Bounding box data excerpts
_ _ _ _

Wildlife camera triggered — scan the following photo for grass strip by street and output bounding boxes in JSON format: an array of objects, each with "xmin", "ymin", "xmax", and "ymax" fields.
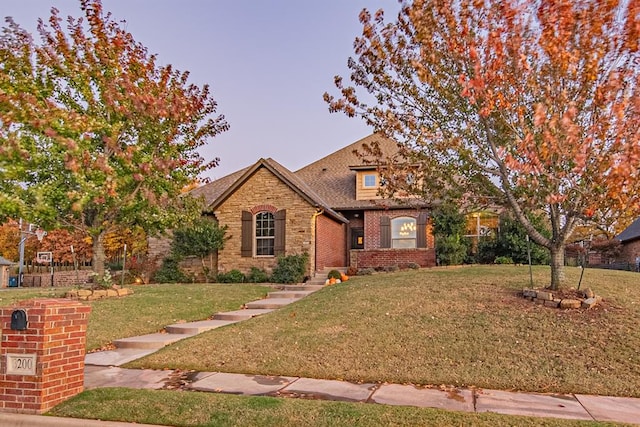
[
  {"xmin": 0, "ymin": 284, "xmax": 273, "ymax": 350},
  {"xmin": 49, "ymin": 388, "xmax": 621, "ymax": 427},
  {"xmin": 127, "ymin": 266, "xmax": 640, "ymax": 397}
]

_ _ _ _

Stated task: Please update the items by replacing "grass strip by street" with "sidewalk" and leaving everything else unchanged. Leave out the pictures.

Result:
Wildlife camera triggered — scan the following photo for sidewalk and output bounding boxes in JSON format: an array of objects, each with "xmin", "ymin", "xmax", and "ymax" fields.
[
  {"xmin": 0, "ymin": 284, "xmax": 273, "ymax": 350},
  {"xmin": 49, "ymin": 388, "xmax": 621, "ymax": 427},
  {"xmin": 127, "ymin": 266, "xmax": 640, "ymax": 397}
]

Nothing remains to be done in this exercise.